#### Your goal
Please find every line in the rows below that contains the word "green" and copy each one in full.
========================================================================
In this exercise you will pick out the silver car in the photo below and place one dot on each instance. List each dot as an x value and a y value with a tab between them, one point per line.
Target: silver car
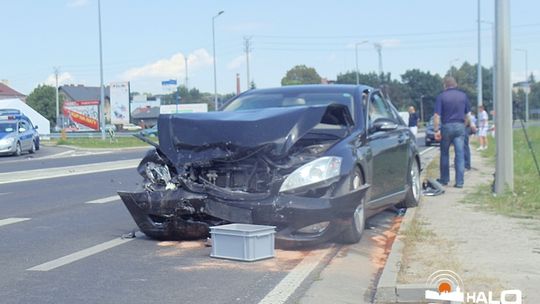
17	136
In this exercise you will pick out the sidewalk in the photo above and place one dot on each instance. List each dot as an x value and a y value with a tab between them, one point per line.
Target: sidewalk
490	252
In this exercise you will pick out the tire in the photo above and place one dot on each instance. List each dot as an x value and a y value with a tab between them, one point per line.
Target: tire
413	194
18	150
353	233
33	148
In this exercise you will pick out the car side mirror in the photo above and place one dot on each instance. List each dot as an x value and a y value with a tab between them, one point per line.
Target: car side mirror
383	124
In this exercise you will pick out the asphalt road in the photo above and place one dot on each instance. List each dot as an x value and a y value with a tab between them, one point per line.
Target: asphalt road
58	248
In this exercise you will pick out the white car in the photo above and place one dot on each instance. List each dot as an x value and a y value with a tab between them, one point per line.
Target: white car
131	127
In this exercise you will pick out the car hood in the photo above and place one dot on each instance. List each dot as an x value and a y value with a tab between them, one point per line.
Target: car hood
190	137
5	134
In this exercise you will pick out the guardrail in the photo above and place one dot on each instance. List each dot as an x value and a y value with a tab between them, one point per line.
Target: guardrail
88	135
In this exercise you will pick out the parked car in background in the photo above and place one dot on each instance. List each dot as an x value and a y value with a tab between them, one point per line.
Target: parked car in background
150	132
314	161
17	134
131	127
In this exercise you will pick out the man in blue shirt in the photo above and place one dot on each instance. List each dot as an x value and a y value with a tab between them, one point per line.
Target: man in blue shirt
413	120
451	108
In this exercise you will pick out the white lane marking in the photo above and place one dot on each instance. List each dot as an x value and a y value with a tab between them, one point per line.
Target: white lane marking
427	150
13	220
38	174
79	255
290	283
55	155
104	200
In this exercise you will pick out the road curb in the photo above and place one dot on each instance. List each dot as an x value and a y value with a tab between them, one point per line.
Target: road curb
388	291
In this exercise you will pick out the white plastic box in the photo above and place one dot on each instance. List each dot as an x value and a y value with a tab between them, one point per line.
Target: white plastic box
243	242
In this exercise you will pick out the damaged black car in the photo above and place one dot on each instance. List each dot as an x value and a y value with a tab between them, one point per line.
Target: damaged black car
315	161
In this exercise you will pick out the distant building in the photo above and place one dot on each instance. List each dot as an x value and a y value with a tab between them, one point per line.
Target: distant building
8	93
73	93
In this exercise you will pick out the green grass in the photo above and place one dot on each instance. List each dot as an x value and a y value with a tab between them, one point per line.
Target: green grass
524	201
119	142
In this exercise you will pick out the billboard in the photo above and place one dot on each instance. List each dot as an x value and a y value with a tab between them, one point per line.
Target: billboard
81	115
145	109
119	103
184	108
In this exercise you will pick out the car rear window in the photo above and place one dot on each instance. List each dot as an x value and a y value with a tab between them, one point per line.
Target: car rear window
273	100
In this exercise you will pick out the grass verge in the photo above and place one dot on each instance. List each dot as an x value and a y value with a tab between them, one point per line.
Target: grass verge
523	201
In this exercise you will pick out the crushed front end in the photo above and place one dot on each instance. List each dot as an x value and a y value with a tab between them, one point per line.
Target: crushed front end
190	185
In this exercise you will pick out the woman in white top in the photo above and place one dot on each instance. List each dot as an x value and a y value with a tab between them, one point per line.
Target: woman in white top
483	127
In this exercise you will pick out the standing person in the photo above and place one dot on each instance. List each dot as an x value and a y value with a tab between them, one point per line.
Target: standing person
470	128
483	127
451	107
413	120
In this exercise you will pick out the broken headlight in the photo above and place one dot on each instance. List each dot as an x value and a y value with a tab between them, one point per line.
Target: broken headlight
158	174
319	170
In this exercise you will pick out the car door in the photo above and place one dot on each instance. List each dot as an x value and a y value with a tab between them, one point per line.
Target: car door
386	139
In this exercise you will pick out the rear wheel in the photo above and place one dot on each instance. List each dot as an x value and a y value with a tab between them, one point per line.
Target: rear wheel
18	150
353	232
413	194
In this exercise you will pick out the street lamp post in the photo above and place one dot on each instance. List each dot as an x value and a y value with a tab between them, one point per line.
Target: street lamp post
214	53
452	64
102	91
526	83
356	57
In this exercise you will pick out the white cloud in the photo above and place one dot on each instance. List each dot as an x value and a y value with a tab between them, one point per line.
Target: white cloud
247	27
63	78
172	67
236	63
390	43
77	3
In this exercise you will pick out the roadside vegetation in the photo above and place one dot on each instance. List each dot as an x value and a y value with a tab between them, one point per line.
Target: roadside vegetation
524	201
97	142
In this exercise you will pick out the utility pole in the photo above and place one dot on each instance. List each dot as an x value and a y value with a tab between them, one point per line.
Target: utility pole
356	59
504	163
479	71
56	72
214	55
102	91
186	83
247	49
378	47
526	84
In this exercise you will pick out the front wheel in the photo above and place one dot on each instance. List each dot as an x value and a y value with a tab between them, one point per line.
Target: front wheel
413	194
353	232
33	148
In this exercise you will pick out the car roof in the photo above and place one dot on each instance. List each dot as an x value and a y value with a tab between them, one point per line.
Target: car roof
313	88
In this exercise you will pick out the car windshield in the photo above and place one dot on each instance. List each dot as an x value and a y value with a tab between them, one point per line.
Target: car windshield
8	127
280	100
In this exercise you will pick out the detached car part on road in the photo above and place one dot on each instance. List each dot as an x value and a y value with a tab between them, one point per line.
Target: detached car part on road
314	161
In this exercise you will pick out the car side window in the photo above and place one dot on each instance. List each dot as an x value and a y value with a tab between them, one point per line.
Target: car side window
23	124
378	108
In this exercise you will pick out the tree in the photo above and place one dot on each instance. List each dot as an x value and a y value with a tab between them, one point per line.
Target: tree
43	100
422	89
301	74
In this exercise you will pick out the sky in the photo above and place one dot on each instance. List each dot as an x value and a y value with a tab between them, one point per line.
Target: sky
146	42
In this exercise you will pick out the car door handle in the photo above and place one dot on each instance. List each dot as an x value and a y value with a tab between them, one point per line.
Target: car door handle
402	138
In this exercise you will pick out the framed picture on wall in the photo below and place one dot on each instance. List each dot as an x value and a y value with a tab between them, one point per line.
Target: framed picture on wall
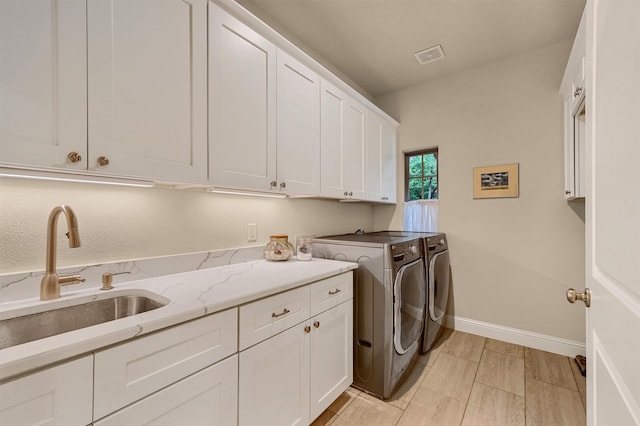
496	181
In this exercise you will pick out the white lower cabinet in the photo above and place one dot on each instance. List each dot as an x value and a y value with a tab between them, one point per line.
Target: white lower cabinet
292	377
209	397
60	395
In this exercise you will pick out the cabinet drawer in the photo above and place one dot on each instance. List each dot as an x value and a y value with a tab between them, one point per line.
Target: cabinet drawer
209	397
131	371
331	292
60	395
267	317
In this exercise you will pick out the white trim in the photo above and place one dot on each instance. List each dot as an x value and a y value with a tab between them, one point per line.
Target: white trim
543	342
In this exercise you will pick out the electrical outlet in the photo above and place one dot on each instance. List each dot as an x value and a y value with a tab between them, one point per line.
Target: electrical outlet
252	232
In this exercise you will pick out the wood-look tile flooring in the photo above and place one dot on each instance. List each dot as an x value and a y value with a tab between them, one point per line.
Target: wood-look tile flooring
472	380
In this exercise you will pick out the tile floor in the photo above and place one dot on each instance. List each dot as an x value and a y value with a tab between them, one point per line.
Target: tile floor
472	380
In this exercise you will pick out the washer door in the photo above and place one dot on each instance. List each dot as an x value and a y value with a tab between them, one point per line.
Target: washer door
408	296
438	285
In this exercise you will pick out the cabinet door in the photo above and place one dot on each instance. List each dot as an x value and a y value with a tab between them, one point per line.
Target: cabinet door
354	149
242	93
209	397
274	380
43	82
61	395
298	104
331	356
148	88
332	103
389	163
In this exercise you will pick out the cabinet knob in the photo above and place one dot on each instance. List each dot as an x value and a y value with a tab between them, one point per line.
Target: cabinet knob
74	157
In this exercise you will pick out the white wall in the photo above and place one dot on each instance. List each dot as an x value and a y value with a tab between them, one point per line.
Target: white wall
512	259
123	223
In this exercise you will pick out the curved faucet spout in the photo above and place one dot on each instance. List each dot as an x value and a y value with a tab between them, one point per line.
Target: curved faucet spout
50	285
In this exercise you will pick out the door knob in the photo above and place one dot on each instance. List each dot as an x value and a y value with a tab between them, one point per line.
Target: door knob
585	296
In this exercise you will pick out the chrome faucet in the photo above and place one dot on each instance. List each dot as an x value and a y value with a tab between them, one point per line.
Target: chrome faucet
51	282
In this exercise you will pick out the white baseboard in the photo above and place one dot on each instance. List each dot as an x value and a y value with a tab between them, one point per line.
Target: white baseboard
543	342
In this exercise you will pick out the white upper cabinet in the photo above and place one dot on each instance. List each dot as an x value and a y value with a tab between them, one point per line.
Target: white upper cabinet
242	94
381	159
148	88
43	83
298	111
343	144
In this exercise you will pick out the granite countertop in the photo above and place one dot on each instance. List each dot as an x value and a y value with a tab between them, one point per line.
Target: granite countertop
190	295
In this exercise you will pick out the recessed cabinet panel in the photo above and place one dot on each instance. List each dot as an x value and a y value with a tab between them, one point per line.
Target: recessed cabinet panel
60	395
209	397
298	127
148	88
242	118
332	121
43	83
274	380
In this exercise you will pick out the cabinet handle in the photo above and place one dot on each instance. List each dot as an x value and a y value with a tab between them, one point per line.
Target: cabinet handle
74	157
285	311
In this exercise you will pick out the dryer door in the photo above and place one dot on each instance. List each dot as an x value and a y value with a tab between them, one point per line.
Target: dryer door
438	285
408	306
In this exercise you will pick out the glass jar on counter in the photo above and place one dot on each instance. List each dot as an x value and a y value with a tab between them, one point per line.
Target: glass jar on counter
278	248
305	249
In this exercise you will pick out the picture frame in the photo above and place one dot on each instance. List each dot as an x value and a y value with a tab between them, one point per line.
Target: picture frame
496	181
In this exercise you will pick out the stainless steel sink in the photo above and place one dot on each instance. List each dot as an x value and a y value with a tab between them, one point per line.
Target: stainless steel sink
34	326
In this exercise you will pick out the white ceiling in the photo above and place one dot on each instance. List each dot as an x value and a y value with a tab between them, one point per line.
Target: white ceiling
373	41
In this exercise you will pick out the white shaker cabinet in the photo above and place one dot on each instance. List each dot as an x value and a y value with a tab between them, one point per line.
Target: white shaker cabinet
60	395
147	106
298	129
242	115
208	397
573	92
381	159
43	83
343	144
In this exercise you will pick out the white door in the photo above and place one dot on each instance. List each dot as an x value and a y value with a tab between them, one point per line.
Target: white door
148	88
43	83
298	106
242	115
613	212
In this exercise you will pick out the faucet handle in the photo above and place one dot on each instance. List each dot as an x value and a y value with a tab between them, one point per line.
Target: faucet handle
107	279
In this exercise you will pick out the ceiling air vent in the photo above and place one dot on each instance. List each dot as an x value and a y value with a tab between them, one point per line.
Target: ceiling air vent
429	55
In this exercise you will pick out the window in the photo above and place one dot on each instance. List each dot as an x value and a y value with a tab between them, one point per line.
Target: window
421	175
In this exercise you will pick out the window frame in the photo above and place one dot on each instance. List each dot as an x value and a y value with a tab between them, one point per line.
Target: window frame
407	177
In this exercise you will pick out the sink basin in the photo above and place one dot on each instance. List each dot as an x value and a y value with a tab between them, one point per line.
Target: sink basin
34	326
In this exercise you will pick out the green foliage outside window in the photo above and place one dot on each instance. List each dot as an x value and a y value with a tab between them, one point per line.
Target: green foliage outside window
422	176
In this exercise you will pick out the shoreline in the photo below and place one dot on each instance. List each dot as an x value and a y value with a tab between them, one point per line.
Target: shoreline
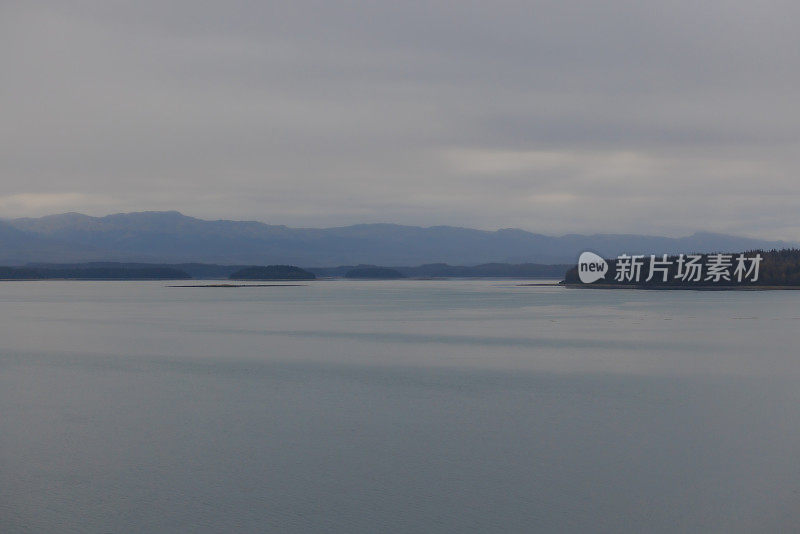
========================================================================
#### Response
In this exercise you will pick out the green grass in the photo above and place one dot on each instance. List each dot as an x value and a y value with a tab between them, one point per line.
Target: green grass
In this exercise you will pick out the green foliage outside window in the photo above and place one dot on each instance. List each dot as an x value and a y value with a tab between them, one point per line.
Target: green foliage outside window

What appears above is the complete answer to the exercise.